Stored records
** start **
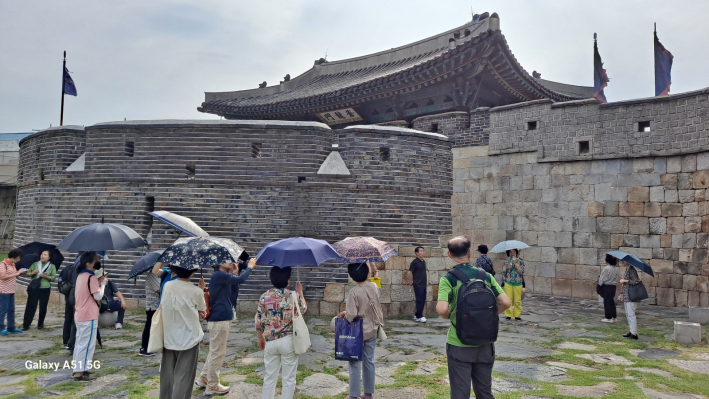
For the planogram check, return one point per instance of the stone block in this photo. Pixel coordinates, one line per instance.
(610, 208)
(638, 194)
(334, 293)
(561, 287)
(638, 225)
(669, 210)
(653, 209)
(612, 224)
(665, 296)
(689, 163)
(631, 209)
(699, 315)
(675, 225)
(688, 333)
(661, 266)
(542, 285)
(693, 224)
(595, 209)
(658, 225)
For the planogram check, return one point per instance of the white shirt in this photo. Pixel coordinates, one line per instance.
(180, 302)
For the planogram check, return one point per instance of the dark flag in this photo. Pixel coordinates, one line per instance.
(600, 77)
(69, 87)
(663, 68)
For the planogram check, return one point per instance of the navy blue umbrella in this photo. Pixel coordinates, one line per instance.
(102, 237)
(145, 263)
(296, 251)
(633, 261)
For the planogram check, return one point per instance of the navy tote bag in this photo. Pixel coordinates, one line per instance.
(349, 340)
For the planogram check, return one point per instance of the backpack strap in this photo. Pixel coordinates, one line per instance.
(462, 277)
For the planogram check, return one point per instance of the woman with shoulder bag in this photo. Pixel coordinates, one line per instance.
(630, 278)
(42, 273)
(363, 303)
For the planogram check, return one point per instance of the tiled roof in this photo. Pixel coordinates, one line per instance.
(348, 82)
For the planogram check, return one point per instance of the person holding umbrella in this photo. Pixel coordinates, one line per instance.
(43, 272)
(88, 291)
(223, 281)
(513, 277)
(630, 278)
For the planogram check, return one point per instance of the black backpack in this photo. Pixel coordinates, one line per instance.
(476, 320)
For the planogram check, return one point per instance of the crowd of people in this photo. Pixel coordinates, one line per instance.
(183, 305)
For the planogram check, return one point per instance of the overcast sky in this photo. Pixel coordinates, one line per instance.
(155, 59)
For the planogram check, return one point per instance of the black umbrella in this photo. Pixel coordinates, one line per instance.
(145, 263)
(102, 237)
(31, 252)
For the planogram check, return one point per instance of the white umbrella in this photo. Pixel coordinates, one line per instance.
(507, 245)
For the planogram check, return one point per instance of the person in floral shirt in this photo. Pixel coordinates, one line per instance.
(274, 325)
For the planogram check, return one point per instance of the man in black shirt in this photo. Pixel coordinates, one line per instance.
(417, 275)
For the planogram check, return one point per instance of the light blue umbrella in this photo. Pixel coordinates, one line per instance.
(507, 245)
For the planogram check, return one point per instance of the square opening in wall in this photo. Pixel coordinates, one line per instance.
(256, 150)
(130, 148)
(384, 154)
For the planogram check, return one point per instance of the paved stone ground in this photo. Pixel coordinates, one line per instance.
(560, 350)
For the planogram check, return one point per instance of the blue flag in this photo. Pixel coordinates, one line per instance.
(69, 87)
(663, 69)
(600, 77)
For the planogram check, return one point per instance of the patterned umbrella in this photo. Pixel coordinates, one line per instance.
(201, 252)
(363, 249)
(507, 245)
(181, 223)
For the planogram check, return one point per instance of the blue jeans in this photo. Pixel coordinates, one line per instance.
(420, 294)
(7, 307)
(358, 375)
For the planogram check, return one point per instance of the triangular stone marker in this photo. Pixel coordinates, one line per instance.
(78, 165)
(334, 165)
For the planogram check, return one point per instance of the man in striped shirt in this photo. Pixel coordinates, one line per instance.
(8, 282)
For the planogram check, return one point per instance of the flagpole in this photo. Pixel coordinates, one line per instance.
(61, 117)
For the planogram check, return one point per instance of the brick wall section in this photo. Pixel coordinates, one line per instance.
(572, 213)
(254, 201)
(678, 124)
(464, 128)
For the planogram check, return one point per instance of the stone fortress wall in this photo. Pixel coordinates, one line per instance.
(576, 179)
(252, 181)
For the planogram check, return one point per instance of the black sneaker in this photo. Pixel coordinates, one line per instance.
(144, 352)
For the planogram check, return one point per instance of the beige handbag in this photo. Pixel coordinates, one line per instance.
(157, 333)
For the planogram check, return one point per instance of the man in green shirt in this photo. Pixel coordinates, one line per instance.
(466, 363)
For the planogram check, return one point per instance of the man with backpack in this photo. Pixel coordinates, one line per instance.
(472, 300)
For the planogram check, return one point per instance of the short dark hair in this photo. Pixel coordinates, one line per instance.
(280, 276)
(459, 246)
(14, 253)
(86, 258)
(611, 260)
(358, 271)
(513, 249)
(182, 273)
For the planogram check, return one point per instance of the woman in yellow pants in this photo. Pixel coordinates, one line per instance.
(513, 276)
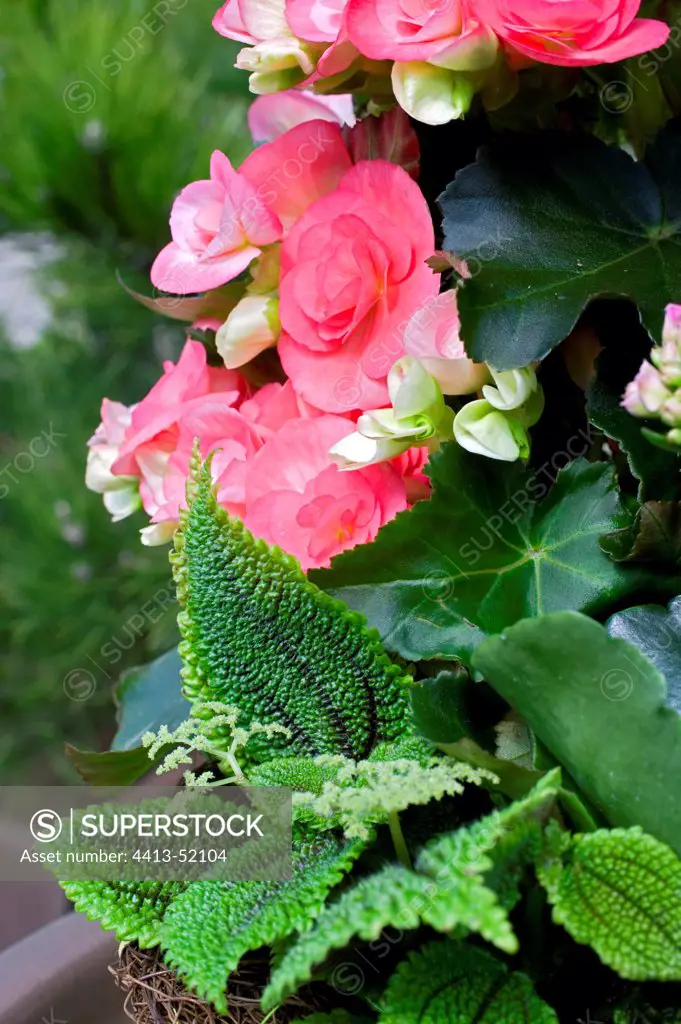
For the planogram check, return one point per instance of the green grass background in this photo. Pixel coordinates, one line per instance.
(107, 111)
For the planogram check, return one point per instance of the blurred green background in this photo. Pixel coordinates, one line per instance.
(107, 111)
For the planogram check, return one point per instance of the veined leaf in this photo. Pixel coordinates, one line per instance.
(259, 635)
(621, 894)
(452, 983)
(561, 220)
(147, 697)
(598, 705)
(481, 554)
(656, 633)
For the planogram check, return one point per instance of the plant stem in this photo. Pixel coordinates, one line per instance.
(398, 839)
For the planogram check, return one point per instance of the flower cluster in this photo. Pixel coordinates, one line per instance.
(433, 54)
(655, 391)
(365, 341)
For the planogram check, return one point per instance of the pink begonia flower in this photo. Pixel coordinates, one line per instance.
(274, 404)
(296, 169)
(352, 273)
(217, 227)
(577, 33)
(440, 32)
(269, 117)
(646, 393)
(389, 136)
(180, 388)
(288, 38)
(298, 500)
(120, 493)
(432, 336)
(324, 22)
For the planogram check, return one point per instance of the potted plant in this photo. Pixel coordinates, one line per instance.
(423, 547)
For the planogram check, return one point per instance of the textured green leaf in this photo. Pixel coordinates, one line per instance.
(299, 774)
(481, 554)
(497, 849)
(452, 983)
(598, 705)
(391, 896)
(258, 635)
(149, 697)
(656, 633)
(621, 893)
(448, 890)
(210, 927)
(134, 910)
(561, 220)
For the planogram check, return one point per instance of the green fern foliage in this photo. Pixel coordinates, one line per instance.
(257, 634)
(214, 924)
(449, 891)
(368, 793)
(133, 910)
(391, 896)
(620, 893)
(452, 983)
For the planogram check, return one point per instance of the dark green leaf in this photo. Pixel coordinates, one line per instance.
(621, 894)
(147, 697)
(598, 705)
(654, 536)
(439, 707)
(452, 983)
(482, 553)
(656, 633)
(553, 222)
(112, 767)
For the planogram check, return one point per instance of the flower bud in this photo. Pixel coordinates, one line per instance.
(667, 357)
(432, 335)
(413, 390)
(478, 52)
(265, 270)
(277, 65)
(480, 428)
(513, 388)
(356, 451)
(646, 393)
(251, 327)
(418, 417)
(121, 495)
(670, 411)
(432, 95)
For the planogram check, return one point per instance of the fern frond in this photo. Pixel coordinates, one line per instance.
(497, 848)
(453, 983)
(368, 793)
(259, 635)
(620, 893)
(299, 774)
(211, 926)
(133, 910)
** end **
* **Your task**:
Reproduce all entries exactly. Pictures do not belong in the copy.

* **Response**:
For the planogram check, return one point per instance of the stone block in this photo. Pixel coordinates, one line per instance.
(610, 208)
(638, 194)
(334, 293)
(561, 287)
(638, 225)
(669, 210)
(653, 209)
(612, 224)
(665, 296)
(689, 163)
(631, 209)
(699, 315)
(675, 225)
(688, 333)
(661, 266)
(542, 285)
(693, 224)
(595, 209)
(658, 225)
For the planogram check, return one point per instance of the white shirt in this photo. Pixel coordinates, one line per instance.
(180, 302)
For the planogram check, return one point per instance of the dark flag in this photo. Pixel coordinates, one line per instance.
(600, 77)
(69, 87)
(663, 68)
For the planogram check, return one point per instance of the navy blue umbrella in this photo. Pixel coordinates, one line per instance.
(102, 237)
(145, 263)
(296, 251)
(633, 261)
For the planogram check, return one point per instance of the navy tote bag in this photo. Pixel coordinates, one line per instance.
(349, 340)
For the planogram check, return one point per instance of the backpack strap in this photo. Pixel coordinates, one line per instance.
(462, 277)
For the planogram check, return one point per instance of the woman with shoulder bag in this photo. Pixel coordinates, one line per instance.
(630, 278)
(42, 273)
(363, 303)
For the planogram check, return one point per instance of the tiled roof in this photo. Pixel coordinates, one line per instance.
(348, 82)
For the planogram check, return one point per instance of the person holding umbrella in this photo. Pixel coordinates, one line per instance.
(43, 272)
(88, 291)
(223, 281)
(513, 277)
(630, 278)
For the planogram check, return one point per instance of the black backpack in this photo. Pixel coordinates, one line per instance.
(476, 320)
For the planogram check, return one point per instance of the crowd of people in this photo. Pixel coordinates, one line per instance.
(183, 305)
For the planogram check, return one point per instance of the overcast sky in this photo. Pixel coordinates, one line per instance.
(155, 59)
For the planogram check, return one point per instance of the black umbrella in this photo. Pixel coordinates, one line per instance.
(145, 263)
(102, 237)
(31, 252)
For the planogram check, return one point per instance of the white umbrella in this photo. Pixel coordinates, one line per instance.
(507, 245)
For the planogram check, return one point per instance of the person in floral shirt in this photo. Pixel coordinates, one line per instance.
(274, 325)
For the planogram check, return one point per instance of the man in black shirt in this photo. Pixel coordinates, one line per instance.
(417, 275)
For the planogram check, return one point per instance of the light blue umbrella in this photo. Pixel coordinates, one line per instance.
(507, 245)
For the planogram check, return one point per instance of the square opening in wall in this photo. Pixel coordinates, one line per instance.
(256, 150)
(130, 148)
(384, 154)
For the planogram check, return one point per instance of the paved stone ground in this photo. Pixel coordinates, one line per instance.
(560, 350)
For the planogram check, return one point per instance of the blue flag in this photo. Pixel coordinates, one line per instance.
(69, 87)
(663, 69)
(600, 77)
For the planogram check, return one point per instance of the patterned umbrella in this photo. Pixel coordinates, one line per instance.
(201, 252)
(363, 249)
(507, 245)
(181, 223)
For the planogram check, return one point per instance of the blue jeans in this photo. Pixel coordinates, one line per instance.
(420, 294)
(7, 307)
(358, 375)
For the planogram check, return one point per instance of the triangular stone marker in this photo. Pixel coordinates, one line per instance.
(78, 165)
(334, 165)
For the planogram check, return one point per instance of the man in striped shirt in this photo. Pixel coordinates, one line per instance.
(8, 282)
For the planogram check, return one point per instance of the flagpole in this photo. Pixel coordinates, one line per instance.
(61, 117)
For the planogram check, return one point per instance of the brick wall section in this photo. Pixel coordinates, one line per instance.
(572, 213)
(254, 201)
(678, 124)
(464, 128)
For the planogram check, return one point per instance of the stone fortress wall in this photo. Pixel coordinates, one line per instance.
(576, 179)
(252, 181)
For the planogram check, return one point per instance of the black sneaker in this photo. Pixel coordinates, one line per instance.
(144, 352)
For the planogram check, return one point per instance of the beige handbag in this photo. Pixel coordinates, one line per instance.
(157, 333)
For the planogram check, return one point per instance of the man in green shirt in this photo. Pixel coordinates, one line per instance.
(466, 363)
For the planogram check, return one point per instance of the man with backpack in this photo. Pixel coordinates, one line per instance.
(472, 300)
For the planogram check, return one point per instance of the short dark hair in this photo. Pixel coordinates, one line per instance.
(280, 276)
(459, 246)
(14, 253)
(86, 258)
(611, 260)
(358, 271)
(513, 249)
(182, 273)
For the planogram check, return one point per instance of the woman in yellow pants in this photo. Pixel coordinates, one line per instance.
(513, 276)
For the planogram check, return one point per instance of the green grass background in this photo. Pixel coordinates, one line per instance.
(107, 111)
For the planogram check, return one point per instance of the blurred green background in this photo. Pixel coordinates, one line per instance.
(107, 111)
For the planogram check, return one point per instance of the veined leaf in this photo. Pixel coordinates, one line per instance.
(259, 635)
(621, 894)
(452, 983)
(561, 220)
(147, 697)
(598, 705)
(481, 554)
(656, 633)
For the planogram check, return one point per instance of the plant stem in this photo. Pixel coordinates, one line per instance.
(398, 839)
For the planogram check, return one point per instance of the flower cluster in this photo. Pixel coordinates, one line per instance.
(433, 54)
(655, 391)
(365, 341)
For the planogram check, return one point per instance of the pink begonia flower in this photo. Pixel coordinates, one line per instance.
(274, 404)
(296, 169)
(352, 273)
(217, 227)
(577, 33)
(440, 32)
(269, 117)
(646, 393)
(389, 136)
(180, 388)
(288, 38)
(298, 500)
(120, 493)
(432, 336)
(324, 22)
For the planogram check, return one point per instance of the potted plant in this photo. Pixel coordinates, one line per instance.
(423, 547)
For the planogram check, return one point per instance of the textured green leaf in this photo. Pixel coordinates, one line per instance.
(299, 774)
(481, 554)
(497, 849)
(452, 983)
(598, 705)
(391, 896)
(258, 635)
(149, 697)
(656, 633)
(621, 893)
(448, 890)
(210, 927)
(134, 910)
(561, 220)
For the planogram check, return one point per instance of the green fern foliage in this photo. Pixel coordinates, one line per instance.
(257, 634)
(214, 924)
(449, 891)
(368, 793)
(133, 910)
(391, 896)
(620, 893)
(452, 983)
For the planogram check, return one point per instance of the dark green leaf in this photo. Pixel coordinates, one line per instance.
(621, 894)
(147, 697)
(598, 705)
(654, 536)
(439, 707)
(452, 983)
(482, 553)
(656, 633)
(553, 222)
(112, 767)
For the planogram check, return one point per instance of the flower bud in this photo. Pixel coordinates, one line per instance.
(667, 357)
(432, 335)
(413, 390)
(478, 52)
(265, 270)
(277, 65)
(480, 428)
(513, 388)
(356, 451)
(646, 393)
(251, 327)
(418, 417)
(121, 495)
(670, 411)
(432, 95)
For the planogram check, return one point per instance of the fern frond in this photo. Pixel coordinates, one line per instance.
(497, 848)
(453, 983)
(368, 793)
(259, 635)
(620, 893)
(299, 774)
(211, 926)
(133, 910)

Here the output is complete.